Change every "outline" in the lines below to "trace" and keep everything else the same. Write the lines out again, but leave out the pictures.
* Begin Exercise inputs *
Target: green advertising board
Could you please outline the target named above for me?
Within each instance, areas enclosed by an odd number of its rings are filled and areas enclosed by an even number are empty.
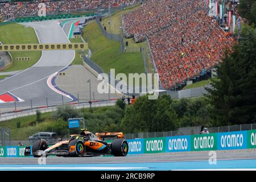
[[[256,148],[256,130],[247,131],[247,148]]]
[[[191,151],[217,150],[217,134],[191,135]]]
[[[6,157],[6,150],[5,147],[0,147],[0,158]]]
[[[18,146],[18,156],[19,158],[24,158],[26,157],[24,155],[24,152],[25,152],[26,146]]]
[[[166,137],[144,139],[144,154],[166,152]]]

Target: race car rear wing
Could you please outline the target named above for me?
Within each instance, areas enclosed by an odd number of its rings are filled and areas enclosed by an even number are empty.
[[[123,138],[123,133],[122,132],[101,132],[96,133],[95,135],[100,139],[102,140],[104,140],[105,138],[116,137],[117,139]]]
* End Exercise inputs *
**The answer**
Target: green advertising board
Could you please trace the target named above for me?
Within each instance, areas enclosed by an odd number of its rings are filled and areas enclosed by an even number are empty.
[[[256,148],[256,130],[247,131],[247,148]]]
[[[191,151],[217,150],[217,134],[191,135]]]
[[[6,157],[6,150],[5,147],[0,147],[0,158]]]
[[[18,146],[18,156],[19,158],[24,158],[26,157],[24,155],[24,152],[25,152],[26,146]]]
[[[166,137],[144,139],[144,154],[166,152]]]

Target: race car rear wing
Could you please trace the target named above for me?
Within each instance, areas enclosed by an odd number of its rings are filled and areas enclosed by an even number are empty.
[[[123,138],[123,133],[122,132],[101,132],[96,133],[95,135],[100,139],[102,140],[104,140],[105,138],[116,137],[117,139]]]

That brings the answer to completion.